■ **EXERCISE DIRECTIONS**: Could you swap "dark suit" for "navy suit" in the rows starting with the line that contains "Phrase -- man in dark suit" and going on through the last row, leaving everything else untouched? Return only those lines.
-----
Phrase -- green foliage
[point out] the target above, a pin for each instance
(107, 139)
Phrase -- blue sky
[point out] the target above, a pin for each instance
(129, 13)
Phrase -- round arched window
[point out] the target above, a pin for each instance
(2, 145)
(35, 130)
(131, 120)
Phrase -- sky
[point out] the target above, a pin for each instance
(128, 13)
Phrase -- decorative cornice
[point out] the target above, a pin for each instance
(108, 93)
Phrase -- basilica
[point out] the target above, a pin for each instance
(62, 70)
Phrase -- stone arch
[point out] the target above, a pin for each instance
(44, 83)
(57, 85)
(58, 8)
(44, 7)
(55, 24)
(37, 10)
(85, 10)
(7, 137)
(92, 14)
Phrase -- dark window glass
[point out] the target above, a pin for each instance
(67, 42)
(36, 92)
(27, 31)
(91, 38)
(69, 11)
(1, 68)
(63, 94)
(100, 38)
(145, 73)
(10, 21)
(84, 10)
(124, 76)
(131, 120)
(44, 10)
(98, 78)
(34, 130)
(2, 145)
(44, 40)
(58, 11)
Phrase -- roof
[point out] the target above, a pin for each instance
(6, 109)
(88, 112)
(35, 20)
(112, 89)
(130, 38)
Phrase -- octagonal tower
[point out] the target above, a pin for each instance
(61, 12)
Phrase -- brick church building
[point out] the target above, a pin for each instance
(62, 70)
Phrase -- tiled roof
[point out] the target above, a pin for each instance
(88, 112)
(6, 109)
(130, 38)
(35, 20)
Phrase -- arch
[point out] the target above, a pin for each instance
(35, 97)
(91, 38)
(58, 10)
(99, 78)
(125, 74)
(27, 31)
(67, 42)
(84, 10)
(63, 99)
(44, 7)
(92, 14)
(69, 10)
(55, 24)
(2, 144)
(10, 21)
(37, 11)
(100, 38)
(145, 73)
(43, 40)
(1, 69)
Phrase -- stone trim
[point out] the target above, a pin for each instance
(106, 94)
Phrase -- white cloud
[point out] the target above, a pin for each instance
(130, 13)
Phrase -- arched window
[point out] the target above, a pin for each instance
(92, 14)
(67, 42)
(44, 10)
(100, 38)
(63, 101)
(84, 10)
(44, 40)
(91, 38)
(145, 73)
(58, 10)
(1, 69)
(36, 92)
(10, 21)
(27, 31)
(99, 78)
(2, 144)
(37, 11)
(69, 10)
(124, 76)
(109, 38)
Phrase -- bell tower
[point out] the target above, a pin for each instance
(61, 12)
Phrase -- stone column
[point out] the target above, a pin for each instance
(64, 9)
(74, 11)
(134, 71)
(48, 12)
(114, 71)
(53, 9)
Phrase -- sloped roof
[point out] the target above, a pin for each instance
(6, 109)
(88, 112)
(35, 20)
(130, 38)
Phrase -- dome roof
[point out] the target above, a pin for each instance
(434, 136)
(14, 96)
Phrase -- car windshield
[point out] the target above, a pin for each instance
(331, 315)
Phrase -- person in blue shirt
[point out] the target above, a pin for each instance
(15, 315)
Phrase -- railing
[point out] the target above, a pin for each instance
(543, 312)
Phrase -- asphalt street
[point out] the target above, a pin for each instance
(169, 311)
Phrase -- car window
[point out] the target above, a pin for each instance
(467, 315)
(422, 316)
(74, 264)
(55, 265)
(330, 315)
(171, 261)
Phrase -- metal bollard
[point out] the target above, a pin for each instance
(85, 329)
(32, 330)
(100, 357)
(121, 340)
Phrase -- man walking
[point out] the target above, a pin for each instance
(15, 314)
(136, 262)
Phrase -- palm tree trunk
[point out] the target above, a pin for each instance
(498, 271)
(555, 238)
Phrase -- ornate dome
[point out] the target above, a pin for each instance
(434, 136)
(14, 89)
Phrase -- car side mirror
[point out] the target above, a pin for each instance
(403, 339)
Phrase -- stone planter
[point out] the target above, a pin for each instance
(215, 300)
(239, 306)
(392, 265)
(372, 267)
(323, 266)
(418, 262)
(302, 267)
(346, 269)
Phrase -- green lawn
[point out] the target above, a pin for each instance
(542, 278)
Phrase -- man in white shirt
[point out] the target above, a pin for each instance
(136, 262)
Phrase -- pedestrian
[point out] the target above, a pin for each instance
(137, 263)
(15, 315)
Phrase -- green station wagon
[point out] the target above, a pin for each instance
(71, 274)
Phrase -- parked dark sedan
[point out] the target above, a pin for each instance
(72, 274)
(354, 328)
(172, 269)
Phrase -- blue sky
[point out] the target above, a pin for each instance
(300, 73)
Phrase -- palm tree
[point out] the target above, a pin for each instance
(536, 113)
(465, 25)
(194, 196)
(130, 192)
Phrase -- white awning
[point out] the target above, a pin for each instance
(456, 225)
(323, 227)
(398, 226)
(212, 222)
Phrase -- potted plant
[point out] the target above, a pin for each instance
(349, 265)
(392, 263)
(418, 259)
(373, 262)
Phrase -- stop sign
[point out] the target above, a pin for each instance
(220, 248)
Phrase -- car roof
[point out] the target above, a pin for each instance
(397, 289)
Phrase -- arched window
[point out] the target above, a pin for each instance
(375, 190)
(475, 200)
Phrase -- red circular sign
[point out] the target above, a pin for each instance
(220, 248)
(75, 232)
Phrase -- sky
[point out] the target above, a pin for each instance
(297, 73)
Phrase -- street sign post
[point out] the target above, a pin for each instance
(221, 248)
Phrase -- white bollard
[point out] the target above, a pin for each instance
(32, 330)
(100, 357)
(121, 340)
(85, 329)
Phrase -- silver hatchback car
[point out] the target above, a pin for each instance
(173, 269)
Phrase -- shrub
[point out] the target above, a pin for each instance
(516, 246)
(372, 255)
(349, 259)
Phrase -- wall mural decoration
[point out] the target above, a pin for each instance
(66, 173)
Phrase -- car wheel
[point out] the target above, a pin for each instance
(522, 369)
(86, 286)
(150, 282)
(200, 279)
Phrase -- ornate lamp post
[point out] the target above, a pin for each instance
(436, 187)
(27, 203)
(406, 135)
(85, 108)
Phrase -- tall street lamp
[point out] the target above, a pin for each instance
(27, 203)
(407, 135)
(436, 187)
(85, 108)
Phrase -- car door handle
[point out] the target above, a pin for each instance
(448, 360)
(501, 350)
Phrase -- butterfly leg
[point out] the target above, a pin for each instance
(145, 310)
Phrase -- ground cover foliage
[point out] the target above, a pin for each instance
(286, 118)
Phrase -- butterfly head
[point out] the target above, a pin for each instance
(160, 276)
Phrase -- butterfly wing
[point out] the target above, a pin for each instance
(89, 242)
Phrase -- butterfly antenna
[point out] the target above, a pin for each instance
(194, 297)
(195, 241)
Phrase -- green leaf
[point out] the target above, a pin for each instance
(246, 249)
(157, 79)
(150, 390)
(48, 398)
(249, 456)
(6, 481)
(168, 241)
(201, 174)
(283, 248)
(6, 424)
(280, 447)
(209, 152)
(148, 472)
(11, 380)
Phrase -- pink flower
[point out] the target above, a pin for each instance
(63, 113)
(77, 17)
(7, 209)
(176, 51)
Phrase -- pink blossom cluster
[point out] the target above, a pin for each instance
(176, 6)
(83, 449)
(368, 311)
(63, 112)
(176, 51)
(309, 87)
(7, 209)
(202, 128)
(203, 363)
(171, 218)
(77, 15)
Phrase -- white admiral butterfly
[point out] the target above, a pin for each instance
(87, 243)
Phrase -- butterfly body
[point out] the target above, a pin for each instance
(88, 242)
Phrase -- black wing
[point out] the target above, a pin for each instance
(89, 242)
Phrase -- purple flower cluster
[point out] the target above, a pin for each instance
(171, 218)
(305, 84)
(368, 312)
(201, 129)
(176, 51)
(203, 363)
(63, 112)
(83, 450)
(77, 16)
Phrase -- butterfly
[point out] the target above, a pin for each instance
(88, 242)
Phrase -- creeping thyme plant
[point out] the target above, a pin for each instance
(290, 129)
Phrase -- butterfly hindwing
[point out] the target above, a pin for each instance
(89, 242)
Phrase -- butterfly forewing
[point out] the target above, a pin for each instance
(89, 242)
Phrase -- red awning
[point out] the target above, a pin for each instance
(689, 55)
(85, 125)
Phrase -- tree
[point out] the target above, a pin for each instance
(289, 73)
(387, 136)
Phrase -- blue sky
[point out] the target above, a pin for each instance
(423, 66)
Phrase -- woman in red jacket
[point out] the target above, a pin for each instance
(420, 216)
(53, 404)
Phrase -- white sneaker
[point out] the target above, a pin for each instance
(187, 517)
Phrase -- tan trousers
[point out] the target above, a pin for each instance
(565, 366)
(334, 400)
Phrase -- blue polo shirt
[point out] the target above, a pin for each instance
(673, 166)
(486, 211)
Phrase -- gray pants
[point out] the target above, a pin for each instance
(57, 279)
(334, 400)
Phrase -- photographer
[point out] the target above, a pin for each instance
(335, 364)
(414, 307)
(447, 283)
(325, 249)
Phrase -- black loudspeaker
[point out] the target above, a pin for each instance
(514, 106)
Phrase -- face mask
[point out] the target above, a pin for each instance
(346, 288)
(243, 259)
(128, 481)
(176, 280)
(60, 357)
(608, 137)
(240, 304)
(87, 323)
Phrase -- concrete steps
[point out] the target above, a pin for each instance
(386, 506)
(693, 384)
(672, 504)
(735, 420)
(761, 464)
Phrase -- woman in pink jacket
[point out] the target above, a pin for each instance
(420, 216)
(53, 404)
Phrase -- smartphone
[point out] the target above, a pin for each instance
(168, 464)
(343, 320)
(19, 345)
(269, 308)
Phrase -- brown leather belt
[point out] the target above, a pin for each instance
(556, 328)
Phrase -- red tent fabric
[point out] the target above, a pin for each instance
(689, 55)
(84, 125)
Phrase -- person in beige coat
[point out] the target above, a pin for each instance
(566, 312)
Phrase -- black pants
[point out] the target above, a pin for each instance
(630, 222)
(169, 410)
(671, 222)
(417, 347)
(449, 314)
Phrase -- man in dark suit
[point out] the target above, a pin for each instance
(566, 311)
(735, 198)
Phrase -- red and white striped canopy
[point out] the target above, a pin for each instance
-----
■ **TASK RESPONSE**:
Phrase -- man in navy suit
[point out] the target above, a pin for each instance
(566, 311)
(735, 198)
Phrase -- red and white striped canopy
[point out] the target above, a pin for each instance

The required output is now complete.